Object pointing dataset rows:
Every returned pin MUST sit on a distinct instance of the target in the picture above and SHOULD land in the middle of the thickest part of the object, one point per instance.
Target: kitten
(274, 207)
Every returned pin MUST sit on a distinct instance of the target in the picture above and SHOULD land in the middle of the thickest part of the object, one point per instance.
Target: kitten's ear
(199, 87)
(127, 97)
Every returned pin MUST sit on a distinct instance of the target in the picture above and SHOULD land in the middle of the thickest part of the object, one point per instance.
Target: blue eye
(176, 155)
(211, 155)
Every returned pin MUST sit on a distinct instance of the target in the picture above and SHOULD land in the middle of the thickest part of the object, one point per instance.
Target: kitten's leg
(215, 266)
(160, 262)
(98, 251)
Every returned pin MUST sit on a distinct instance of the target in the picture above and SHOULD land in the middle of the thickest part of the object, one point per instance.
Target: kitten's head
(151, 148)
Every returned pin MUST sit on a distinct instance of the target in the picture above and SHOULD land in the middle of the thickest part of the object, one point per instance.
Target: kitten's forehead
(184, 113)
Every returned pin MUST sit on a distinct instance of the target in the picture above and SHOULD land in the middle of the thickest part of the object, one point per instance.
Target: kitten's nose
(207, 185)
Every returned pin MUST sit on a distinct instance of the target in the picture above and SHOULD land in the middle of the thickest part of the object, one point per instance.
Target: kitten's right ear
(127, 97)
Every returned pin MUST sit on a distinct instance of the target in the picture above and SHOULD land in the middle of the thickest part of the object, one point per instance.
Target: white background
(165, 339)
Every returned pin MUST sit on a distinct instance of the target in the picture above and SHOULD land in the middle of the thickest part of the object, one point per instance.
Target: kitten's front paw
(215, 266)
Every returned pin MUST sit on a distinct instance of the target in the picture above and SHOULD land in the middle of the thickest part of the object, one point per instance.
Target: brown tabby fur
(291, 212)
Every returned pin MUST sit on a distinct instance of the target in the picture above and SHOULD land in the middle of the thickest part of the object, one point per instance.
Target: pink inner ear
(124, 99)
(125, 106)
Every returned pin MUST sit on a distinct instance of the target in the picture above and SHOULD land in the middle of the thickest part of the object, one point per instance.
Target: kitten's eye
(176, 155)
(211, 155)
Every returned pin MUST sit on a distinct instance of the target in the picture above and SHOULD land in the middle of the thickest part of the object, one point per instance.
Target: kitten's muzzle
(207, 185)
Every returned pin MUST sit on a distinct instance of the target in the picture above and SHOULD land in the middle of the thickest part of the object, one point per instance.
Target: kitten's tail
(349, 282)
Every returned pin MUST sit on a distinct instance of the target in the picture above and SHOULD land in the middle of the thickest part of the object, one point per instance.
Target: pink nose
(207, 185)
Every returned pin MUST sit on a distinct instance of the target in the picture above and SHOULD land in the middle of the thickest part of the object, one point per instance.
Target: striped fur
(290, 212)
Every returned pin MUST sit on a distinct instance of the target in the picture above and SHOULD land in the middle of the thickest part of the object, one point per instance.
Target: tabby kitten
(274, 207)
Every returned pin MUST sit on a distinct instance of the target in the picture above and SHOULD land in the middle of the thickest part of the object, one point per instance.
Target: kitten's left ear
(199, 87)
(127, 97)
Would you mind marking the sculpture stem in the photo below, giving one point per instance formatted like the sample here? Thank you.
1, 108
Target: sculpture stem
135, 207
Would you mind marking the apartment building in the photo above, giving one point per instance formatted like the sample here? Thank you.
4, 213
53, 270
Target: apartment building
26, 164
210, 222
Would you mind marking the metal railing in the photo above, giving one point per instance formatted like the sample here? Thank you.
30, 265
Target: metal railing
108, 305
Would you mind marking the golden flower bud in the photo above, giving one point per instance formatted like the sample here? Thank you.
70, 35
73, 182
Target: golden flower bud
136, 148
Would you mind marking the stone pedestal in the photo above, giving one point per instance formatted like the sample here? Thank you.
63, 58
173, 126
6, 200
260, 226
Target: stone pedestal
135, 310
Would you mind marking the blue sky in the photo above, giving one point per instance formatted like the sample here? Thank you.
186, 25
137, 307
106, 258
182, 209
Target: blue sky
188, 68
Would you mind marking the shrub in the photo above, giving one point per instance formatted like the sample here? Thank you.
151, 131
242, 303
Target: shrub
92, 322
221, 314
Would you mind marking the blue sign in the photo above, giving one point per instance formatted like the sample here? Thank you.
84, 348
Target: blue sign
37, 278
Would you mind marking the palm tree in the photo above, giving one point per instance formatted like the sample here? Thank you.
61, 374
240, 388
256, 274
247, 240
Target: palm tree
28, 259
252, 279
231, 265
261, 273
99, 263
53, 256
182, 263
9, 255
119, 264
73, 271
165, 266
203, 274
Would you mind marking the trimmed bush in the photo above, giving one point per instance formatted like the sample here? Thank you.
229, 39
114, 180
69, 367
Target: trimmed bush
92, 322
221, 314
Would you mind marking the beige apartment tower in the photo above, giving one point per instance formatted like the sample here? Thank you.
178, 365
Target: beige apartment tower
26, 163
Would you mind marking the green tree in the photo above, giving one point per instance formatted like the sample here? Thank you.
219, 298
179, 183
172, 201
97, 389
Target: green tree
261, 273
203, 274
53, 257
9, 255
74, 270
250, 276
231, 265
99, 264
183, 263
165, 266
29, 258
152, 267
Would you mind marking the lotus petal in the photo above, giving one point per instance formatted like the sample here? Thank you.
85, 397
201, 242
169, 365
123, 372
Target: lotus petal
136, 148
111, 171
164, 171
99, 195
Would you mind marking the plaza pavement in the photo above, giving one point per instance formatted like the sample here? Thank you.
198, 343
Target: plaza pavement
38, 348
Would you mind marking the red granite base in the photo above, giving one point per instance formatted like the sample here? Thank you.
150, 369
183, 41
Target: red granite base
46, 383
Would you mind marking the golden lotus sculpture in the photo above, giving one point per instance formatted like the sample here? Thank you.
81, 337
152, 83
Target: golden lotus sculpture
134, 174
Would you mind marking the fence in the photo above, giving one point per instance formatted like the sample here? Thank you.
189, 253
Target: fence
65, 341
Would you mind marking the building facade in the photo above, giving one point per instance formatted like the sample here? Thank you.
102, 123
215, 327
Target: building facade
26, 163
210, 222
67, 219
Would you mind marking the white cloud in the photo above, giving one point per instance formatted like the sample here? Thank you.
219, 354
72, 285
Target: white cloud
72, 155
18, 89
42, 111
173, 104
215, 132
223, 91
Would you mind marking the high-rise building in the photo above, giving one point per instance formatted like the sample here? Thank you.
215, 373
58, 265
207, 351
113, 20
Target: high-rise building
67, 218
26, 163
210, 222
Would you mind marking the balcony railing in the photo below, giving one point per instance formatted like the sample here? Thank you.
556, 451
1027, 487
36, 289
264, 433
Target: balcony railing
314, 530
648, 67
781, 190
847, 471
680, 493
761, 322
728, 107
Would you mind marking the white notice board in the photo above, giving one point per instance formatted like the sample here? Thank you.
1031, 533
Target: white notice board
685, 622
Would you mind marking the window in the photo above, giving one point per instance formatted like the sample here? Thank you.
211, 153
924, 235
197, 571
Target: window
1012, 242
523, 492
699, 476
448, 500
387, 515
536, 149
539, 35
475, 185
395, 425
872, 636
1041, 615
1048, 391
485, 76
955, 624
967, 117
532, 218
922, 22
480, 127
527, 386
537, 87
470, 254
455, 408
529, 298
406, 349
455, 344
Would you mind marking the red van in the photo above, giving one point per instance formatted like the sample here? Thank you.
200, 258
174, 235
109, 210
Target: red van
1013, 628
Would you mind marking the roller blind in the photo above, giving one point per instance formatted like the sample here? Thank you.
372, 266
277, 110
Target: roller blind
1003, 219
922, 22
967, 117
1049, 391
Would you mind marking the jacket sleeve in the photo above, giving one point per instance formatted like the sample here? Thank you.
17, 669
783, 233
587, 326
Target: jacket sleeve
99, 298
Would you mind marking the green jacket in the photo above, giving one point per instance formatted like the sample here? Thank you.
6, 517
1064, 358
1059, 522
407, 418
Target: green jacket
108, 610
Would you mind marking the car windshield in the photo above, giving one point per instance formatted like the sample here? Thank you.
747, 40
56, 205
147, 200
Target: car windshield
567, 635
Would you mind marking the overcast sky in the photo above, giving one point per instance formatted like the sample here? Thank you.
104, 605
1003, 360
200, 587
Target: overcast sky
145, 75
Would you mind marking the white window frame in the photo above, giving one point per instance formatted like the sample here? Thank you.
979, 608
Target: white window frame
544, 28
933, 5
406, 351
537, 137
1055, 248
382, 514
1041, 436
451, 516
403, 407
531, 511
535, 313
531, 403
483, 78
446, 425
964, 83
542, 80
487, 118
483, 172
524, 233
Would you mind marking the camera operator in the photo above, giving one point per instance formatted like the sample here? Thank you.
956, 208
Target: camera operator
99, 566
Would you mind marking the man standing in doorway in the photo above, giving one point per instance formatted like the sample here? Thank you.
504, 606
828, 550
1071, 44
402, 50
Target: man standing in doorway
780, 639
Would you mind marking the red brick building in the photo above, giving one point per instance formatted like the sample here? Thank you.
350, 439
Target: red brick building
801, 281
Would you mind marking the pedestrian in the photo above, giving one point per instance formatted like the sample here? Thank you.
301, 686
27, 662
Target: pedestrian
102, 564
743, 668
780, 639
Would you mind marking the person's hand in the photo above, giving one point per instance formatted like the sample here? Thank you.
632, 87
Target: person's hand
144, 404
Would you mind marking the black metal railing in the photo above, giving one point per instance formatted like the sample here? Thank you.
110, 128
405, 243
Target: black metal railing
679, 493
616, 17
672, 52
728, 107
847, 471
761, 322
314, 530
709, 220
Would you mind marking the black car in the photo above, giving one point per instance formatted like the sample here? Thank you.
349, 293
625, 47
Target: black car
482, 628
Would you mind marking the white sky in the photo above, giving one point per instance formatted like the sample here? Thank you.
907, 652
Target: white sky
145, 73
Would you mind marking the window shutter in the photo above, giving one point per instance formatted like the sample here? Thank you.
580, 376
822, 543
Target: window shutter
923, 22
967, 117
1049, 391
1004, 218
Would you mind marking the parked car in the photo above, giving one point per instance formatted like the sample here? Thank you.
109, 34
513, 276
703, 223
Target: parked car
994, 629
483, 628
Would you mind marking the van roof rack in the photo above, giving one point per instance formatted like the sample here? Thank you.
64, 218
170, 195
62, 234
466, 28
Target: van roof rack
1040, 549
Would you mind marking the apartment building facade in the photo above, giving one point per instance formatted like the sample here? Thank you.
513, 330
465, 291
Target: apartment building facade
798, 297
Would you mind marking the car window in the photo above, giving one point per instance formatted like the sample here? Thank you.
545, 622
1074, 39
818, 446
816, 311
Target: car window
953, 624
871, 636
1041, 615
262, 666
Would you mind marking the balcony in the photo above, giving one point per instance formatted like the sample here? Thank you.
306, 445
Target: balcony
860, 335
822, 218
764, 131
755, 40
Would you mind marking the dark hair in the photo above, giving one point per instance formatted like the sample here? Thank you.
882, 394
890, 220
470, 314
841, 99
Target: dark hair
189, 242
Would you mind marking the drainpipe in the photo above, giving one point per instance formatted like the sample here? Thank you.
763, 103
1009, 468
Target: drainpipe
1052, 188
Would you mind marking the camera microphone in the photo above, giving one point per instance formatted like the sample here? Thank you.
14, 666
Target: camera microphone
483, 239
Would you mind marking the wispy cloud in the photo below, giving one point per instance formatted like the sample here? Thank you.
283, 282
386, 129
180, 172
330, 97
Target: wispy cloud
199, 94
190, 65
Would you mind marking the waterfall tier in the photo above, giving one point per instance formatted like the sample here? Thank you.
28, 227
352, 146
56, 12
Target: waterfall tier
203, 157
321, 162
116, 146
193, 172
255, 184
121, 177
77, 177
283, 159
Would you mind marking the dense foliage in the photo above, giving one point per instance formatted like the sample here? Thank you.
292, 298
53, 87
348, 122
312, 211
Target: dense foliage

▶ _Exercise instructions_
Repeat exactly the lines above from the line that contains "Would you mind marking the wispy" through the end. Include both of these ends; leave out everything else.

▶ _Task result_
Would you mind marking the wispy cloud in the photo below, giving one point per instance formatted like the sample here? Thank you.
283, 282
386, 129
180, 172
330, 97
Target: wispy cloud
199, 94
190, 65
Would you mind marking the waterfall tier in the photo above, giving one point per instance formatted like the sample here? Thank you.
28, 227
352, 146
56, 12
Target: waterfall tier
203, 157
321, 162
116, 146
193, 172
255, 184
121, 177
77, 177
283, 159
Would you mind marking the dense foliage in the photo above, giving one point per instance formatted like the sample here? Thank you.
292, 298
53, 87
348, 122
312, 211
Target: dense foliage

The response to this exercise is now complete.